- [Data shown]:

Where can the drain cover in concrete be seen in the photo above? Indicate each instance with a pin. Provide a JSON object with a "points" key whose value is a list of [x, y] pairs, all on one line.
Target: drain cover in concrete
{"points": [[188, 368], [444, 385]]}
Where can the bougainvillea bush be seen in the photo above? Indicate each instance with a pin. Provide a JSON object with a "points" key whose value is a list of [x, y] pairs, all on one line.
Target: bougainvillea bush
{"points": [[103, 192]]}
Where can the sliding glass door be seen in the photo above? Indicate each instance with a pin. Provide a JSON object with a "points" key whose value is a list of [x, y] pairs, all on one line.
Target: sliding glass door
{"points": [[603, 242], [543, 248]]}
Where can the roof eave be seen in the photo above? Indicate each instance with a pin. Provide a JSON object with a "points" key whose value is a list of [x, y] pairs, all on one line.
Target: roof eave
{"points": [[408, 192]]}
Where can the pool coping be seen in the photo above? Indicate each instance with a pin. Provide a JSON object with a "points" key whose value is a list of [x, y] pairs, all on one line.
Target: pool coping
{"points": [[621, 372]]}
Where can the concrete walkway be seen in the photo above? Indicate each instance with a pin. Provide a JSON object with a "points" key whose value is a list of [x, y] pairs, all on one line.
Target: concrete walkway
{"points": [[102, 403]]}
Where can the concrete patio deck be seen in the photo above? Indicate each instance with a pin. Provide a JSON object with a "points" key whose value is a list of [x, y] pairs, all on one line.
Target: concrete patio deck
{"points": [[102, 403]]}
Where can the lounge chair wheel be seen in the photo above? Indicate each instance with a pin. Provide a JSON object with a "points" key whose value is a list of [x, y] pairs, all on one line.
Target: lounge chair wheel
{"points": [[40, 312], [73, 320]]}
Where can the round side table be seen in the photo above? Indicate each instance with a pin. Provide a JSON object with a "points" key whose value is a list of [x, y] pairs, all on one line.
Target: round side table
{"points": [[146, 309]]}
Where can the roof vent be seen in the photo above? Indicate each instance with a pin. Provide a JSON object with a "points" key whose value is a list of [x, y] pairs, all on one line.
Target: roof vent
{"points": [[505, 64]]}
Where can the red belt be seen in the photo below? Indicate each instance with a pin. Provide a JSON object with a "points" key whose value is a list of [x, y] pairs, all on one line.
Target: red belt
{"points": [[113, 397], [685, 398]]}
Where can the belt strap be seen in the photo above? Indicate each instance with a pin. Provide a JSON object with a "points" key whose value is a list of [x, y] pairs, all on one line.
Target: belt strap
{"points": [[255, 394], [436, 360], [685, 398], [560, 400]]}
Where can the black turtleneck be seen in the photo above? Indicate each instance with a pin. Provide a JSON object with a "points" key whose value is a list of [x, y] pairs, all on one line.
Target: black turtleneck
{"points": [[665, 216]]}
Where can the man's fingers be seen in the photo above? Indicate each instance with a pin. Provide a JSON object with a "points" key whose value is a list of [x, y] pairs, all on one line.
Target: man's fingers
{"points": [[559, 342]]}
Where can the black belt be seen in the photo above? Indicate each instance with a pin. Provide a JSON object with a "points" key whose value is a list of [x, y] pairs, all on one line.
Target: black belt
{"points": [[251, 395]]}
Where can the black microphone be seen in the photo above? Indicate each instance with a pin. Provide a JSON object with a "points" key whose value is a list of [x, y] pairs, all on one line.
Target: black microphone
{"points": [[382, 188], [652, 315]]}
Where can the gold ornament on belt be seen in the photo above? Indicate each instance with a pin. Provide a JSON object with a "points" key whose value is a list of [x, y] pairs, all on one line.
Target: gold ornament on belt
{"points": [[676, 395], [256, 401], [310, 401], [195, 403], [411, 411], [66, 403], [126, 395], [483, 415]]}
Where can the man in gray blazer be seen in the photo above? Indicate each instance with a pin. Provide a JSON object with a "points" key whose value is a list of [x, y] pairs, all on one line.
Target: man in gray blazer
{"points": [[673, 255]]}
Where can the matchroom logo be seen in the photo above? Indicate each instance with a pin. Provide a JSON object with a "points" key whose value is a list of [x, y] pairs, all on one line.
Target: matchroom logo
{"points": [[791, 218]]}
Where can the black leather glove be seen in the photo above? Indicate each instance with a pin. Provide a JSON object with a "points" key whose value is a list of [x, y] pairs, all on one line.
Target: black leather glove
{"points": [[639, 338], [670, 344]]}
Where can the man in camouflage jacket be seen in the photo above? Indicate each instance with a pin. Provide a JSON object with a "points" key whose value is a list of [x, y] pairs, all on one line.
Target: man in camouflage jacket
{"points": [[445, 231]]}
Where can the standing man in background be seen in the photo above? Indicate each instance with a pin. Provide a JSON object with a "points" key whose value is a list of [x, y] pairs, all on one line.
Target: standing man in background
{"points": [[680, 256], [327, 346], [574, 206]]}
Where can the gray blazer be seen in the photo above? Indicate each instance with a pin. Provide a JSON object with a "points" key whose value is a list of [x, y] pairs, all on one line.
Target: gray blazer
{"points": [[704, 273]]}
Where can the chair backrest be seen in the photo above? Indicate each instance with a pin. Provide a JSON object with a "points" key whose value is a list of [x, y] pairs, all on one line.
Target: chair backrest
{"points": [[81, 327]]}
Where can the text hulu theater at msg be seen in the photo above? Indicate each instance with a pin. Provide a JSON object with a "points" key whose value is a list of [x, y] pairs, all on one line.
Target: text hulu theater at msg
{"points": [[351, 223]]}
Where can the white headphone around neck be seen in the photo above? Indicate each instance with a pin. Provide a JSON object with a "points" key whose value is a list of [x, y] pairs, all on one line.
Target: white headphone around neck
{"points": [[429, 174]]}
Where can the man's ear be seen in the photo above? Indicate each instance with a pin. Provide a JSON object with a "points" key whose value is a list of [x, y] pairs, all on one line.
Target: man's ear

- [Aim]: Please repeat the listing exactly, with nothing left out.

- [Answer to this exercise]:
Where can the drain cover in concrete be seen in the photo above? Indicate each instance with a pin. Provide a JSON object with a "points" key whose value is a list of [x, y] pairs, all on one line.
Target: drain cover in concrete
{"points": [[188, 368], [444, 385]]}
Where can the bougainvillea bush be seen in the photo above? Indicate each instance with a pin. Provide a JSON object with a "points" key whose value is a list of [x, y] pairs, all on one line.
Target: bougainvillea bush
{"points": [[103, 192]]}
Where can the sliding glass door be seen in the photo above? Indicate each instance with a pin. Provide a JSON object with a "points" key whose value is a list of [x, y] pairs, all on one line.
Target: sliding glass door
{"points": [[603, 242], [543, 248]]}
Where can the roof eave be seen in the photo above? Indicate each instance with a pin. Provide a JSON object with a "points" key whose value is a list of [x, y] pairs, all on one line.
Target: roof eave
{"points": [[408, 192]]}
Where can the pool coping be seen in the photo above? Indicate each instance with a pin. Provide a JSON object with a "points" key whose value is a list of [x, y] pairs, all on one line.
Target: pool coping
{"points": [[621, 372]]}
Where can the concrete walkway be seen in the photo above? Indicate each instance with a pin. Provide a JSON object with a "points" key whose value is a list of [x, y] pairs, all on one line.
Target: concrete walkway
{"points": [[102, 403]]}
Where can the concrete patio deck be seen in the photo above? Indicate each instance with a pin. Provide a JSON object with a "points" key whose value is a list of [x, y] pairs, all on one line.
Target: concrete patio deck
{"points": [[102, 403]]}
Where can the lounge chair wheel be seen in the photo above? Indicate each instance with a pin. Provide a JSON object with a "points" key whose value is a list of [x, y] pairs, all on one line.
Target: lounge chair wheel
{"points": [[40, 312], [73, 320]]}
Where can the round side table be seen in the photo above? Indicate each instance with a pin. Provide a JSON object with a "points" key whose value is a list of [x, y] pairs, all on one line.
Target: round side table
{"points": [[146, 309]]}
Where can the roof vent be seen in the photo above? Indicate each instance with a pin. Provide a JSON object with a "points" key whose value is a list of [x, y] pairs, all on one line.
Target: roof vent
{"points": [[505, 64]]}
Where can the red belt be seen in the photo below? Indicate each instance with a pin. Provide a JSON object with a "points" key whose value is a list of [x, y] pairs, all on one line.
Target: red belt
{"points": [[113, 397], [685, 398]]}
Where can the belt strap be seen in the photo above? Indicate each instance with a pin. Provide a JSON object with a "points" key whose value is a list of [x, y] pairs, all on one line.
Target: belt strap
{"points": [[255, 394], [436, 360], [685, 398], [560, 400]]}
Where can the black turtleneck be seen in the photo above? Indicate each instance with a pin. Provide a JSON object with a "points" key whose value is a list of [x, y] pairs, all on one line.
Target: black turtleneck
{"points": [[665, 216]]}
Where can the man's fingers be seen in the photo above? Indicate each instance with a pin. Provide a JSON object with a "points" key whose value is a list of [x, y] pairs, all on one line.
Target: man's fingers
{"points": [[559, 342]]}
Where can the black belt be seen in the photo above? Indicate each instance with a pin. Provide a JSON object with a "points" key whose value is a list of [x, y] pairs, all on one line.
Target: black belt
{"points": [[251, 395]]}
Where can the black microphone be seen in the photo above? Indicate each instance with a pin. Provide a JSON object with a "points" key whose value is a list of [x, y] pairs, all on one line.
Target: black microphone
{"points": [[382, 188], [652, 315]]}
Where can the gold ornament on belt be seen in the photo above? Indicate each instance with a pin. Provide a JSON object with a "points" key whose value is a list of [x, y] pairs, all on one line.
Target: gold ornament on belt
{"points": [[676, 395], [256, 401], [310, 401], [195, 403], [411, 411], [66, 403], [126, 395], [483, 415]]}
Where can the man in gray blazer be seen in the photo above? Indicate each instance with a pin. Provide a JSON object with a "points" key whose value is a list of [x, y] pairs, all on one line.
Target: man in gray blazer
{"points": [[673, 255]]}
Where can the matchroom logo be seen in the photo above? Indicate each instance with a pin. Provide a JSON object with a "points" key whose value is a list of [x, y] pairs, all on one line.
Target: matchroom logo
{"points": [[791, 218]]}
Where can the black leather glove be seen in the photo above? Indicate each instance with a pin. Provide a JSON object with a "points" key whose value is a list of [x, y] pairs, all on one line.
Target: black leather glove
{"points": [[639, 338], [670, 344]]}
Where can the man in camouflage jacket be seen in the photo above? Indicate each instance with a pin. Provide a JSON object with a "points" key whose value is a list of [x, y] pairs, all on one line.
Target: man in camouflage jacket
{"points": [[445, 231]]}
Where can the standing man in background be seen in the photo above? Indicate each instance with a pin. Provide a JSON object with a "points" key whose value is a list of [x, y] pairs, all on one line.
Target: standing man in background
{"points": [[680, 256], [327, 346], [574, 206]]}
Where can the gray blazer be seen in the photo above? Indicate each instance with a pin. Provide a JSON object with a "points" key whose value is a list of [x, y] pairs, all on one line.
Target: gray blazer
{"points": [[704, 273]]}
Where can the chair backrest be seen in the photo above? Indicate each instance with a pin. Provide a JSON object with a "points" key whose value is a list of [x, y] pairs, all on one line.
Target: chair backrest
{"points": [[81, 327]]}
Where can the text hulu theater at msg be seen in the photo above? Indicate each instance with a pin. Provide a JSON object with a "points" key whose value is a list of [x, y] pairs, all on one line.
Target: text hulu theater at msg
{"points": [[351, 223]]}
Where can the white headphone around neck be seen in the photo above? Indicate each instance with a pin. Provide a JSON object with a "points" key whose value is a list of [x, y] pairs, all on one line.
Target: white headphone around neck
{"points": [[429, 174]]}
Where can the man's ear be seen in the photo above? Indicate each instance with a pin. Provide a JSON object with a "points" key whose value is a list of [x, y] pairs, all on one line.
Target: man's ear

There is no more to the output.